### Task:
Reproduce every record below exactly as it appears.

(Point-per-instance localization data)
________

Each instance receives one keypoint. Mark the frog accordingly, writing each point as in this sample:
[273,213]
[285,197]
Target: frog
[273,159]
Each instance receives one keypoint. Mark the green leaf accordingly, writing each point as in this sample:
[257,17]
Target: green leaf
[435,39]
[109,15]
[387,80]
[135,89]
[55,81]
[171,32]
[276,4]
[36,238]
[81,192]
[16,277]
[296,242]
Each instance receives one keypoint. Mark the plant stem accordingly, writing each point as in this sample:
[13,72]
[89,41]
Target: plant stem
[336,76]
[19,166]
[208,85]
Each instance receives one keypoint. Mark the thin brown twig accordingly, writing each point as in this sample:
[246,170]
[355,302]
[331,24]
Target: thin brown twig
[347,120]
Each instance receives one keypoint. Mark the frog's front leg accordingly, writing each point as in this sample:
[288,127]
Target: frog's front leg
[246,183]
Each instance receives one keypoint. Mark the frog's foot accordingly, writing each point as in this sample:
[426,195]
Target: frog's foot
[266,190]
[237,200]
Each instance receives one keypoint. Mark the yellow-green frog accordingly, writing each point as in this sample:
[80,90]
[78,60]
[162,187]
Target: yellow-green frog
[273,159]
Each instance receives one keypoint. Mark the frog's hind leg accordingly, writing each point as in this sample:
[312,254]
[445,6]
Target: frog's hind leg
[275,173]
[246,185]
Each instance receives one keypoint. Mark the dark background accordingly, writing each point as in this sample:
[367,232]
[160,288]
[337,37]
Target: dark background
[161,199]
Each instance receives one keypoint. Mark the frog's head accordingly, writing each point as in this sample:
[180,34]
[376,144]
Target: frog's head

________

### Solution to this problem:
Each instance receives one keypoint. Mark the frog accordingly, writing each point as in this sample:
[273,213]
[285,197]
Target: frog
[273,159]
Each instance receives one keypoint. Mark the green leaf accordingly, writing each point as in this sample:
[257,17]
Target: green leaf
[435,39]
[109,15]
[387,80]
[135,89]
[55,81]
[171,32]
[276,4]
[36,238]
[81,192]
[16,277]
[296,242]
Each instance receives one keypoint. Mark the plant stem accordingly, writing each point as in this sample:
[13,72]
[89,41]
Target: plant stem
[336,76]
[19,166]
[208,85]
Each instance receives one keypoint. Mark the thin brown twig accordingly, writing each point as in this sample:
[246,170]
[355,302]
[331,24]
Target: thin brown twig
[347,120]
Each instance receives one keypoint. Mark the frog's front leg accordingly, writing each point as in this sample:
[288,127]
Target: frog's front leg
[246,183]
Each instance receives one keypoint. Mark the frog's foot accordingly, writing each point as in this sample:
[426,195]
Target: frog's foot
[266,190]
[237,200]
Each instance receives one keypoint. Mark the yellow-green frog accordingly, writing each point as in this sample:
[80,90]
[78,60]
[162,187]
Target: yellow-green frog
[273,159]
Each instance receives one keypoint. Mark the frog's hind leg accordingly, writing each point as in this sample:
[312,254]
[445,6]
Target: frog's hind leg
[275,173]
[246,185]
Each instance receives one keypoint. Mark the dark background accordingly, writing each point as in this sample:
[367,232]
[160,288]
[337,37]
Target: dark background
[161,199]
Each instance receives one keypoint. Mark the frog's head accordingly, writing each point as in this sample:
[180,34]
[376,144]
Target: frog's head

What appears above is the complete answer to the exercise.